**Tarefas a cumprir**
1) Liste todas as palavras que o texto usa para designar quem trabalha na construção do prédio.
2) Redigite tudo o que vai de "Muito embora haja" até "suporte da família." no texto.

**Texto fornecido**
==*==

O Suporte

 

 

Será deslumbrante o dia em que sua biografia, ainda que em poucas páginas, for editada e publicada. É comum vê-la verbalizar sobre tal vontade. Não porque ela a queira exposta às milhares de pessoas que, gratuitamente ou não, poderiam se apossar da obra e entender como toda sua bela vida fora minuciosamente bem vivida. Deslumbrante, sim, seria porque, na visão dela, somente aí ela deixaria o legado; somente publicando sua biografia a vida faria sentido aos outros. Aliás, esse talvez seja, depois de tudo viver, o maior sonho de minha querida Mãe. Hoje, em plena comemoração de seus 63, exponho aqui minha humilde posição sobre tal fato.

Ao lado de casa, já há alguns meses, estão construindo um prédio. Quiçá terminem em tempo. Digo porque, como se sabe, o trabalho árduo do construtor está no início da obra, momento em que aqui infelizmente ela se encontra. Os operários, ali, precisam de paciência; os vizinhos, pobres vizinhos, mais paciência ainda. As máquinas que perfuram o solo são barulhentas e param somente porque os funcionários precisam manter suas necessidades fisiológicas em dia. Nesta fase, porém — e é justamente este o argumento que me permite compreender os tuntuns — , operários estão a construir aquilo que, no futuro, dará sustentação ao prédio: o suporte. (…) E, reflitamos, se, por obra do acaso ou da incompetência do malformado engenheiro, o prédio não se apoiasse sobre um suporte, nada seria. Como um palito, que não pára em pé quando não está fincado num pedaço de carne ou queijo, o prédio ficaria  a cambalear a qualquer condição. Cairia, decerto, quando atingido por fortes rajadas de vento, ou nem tão fortes assim, ultimamente bastante comuns aqui em Guarulhos. Não seria, portanto, um prédio, mas todo entulho.

Muito embora haja íntima afeição entre mim e a ideia de vê-la plantada à frente da tela de um moderno computador escrevendo tal biografia, meu sentimento acerca dessa vontade que ela tem de publicá-la é de repúdio. (…) O prédio não se vende pelo suporte ou, entende-se melhor, pelo buraco que o sustenta, mas por tudo aquilo que é construído sobre tal buraco. Vendem-se os apartamentos, suspensos, mas não se vende o buraco. Aliás, não se vende sequer o porão que se constrói naquele pedaço; muito pelo contrário, enche-se de carros e poeira. (…) Minha querida Mãe é o suporte da família.

==*==

(Registros extraídos de uma coleção)
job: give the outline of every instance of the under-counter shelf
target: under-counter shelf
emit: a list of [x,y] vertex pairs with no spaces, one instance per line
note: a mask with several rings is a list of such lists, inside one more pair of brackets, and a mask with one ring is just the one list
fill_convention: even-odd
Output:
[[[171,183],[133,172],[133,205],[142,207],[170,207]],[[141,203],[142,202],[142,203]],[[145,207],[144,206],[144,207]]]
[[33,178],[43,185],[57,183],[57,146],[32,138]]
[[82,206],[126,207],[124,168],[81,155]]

==*==

**Respostas das tarefas**
1) construtor, operários, funcionários, engenheiro

2)
Muito embora haja íntima afeição entre mim e a ideia de vê-la plantada à frente da tela de um moderno computador escrevendo tal biografia, meu sentimento acerca dessa vontade que ela tem de publicá-la é de repúdio. (…) O prédio não se vende pelo suporte ou, entende-se melhor, pelo buraco que o sustenta, mas por tudo aquilo que é construído sobre tal buraco. Vendem-se os apartamentos, suspensos, mas não se vende o buraco. Aliás, não se vende sequer o porão que se constrói naquele pedaço; muito pelo contrário, enche-se de carros e poeira. (…) Minha querida Mãe é o suporte da família.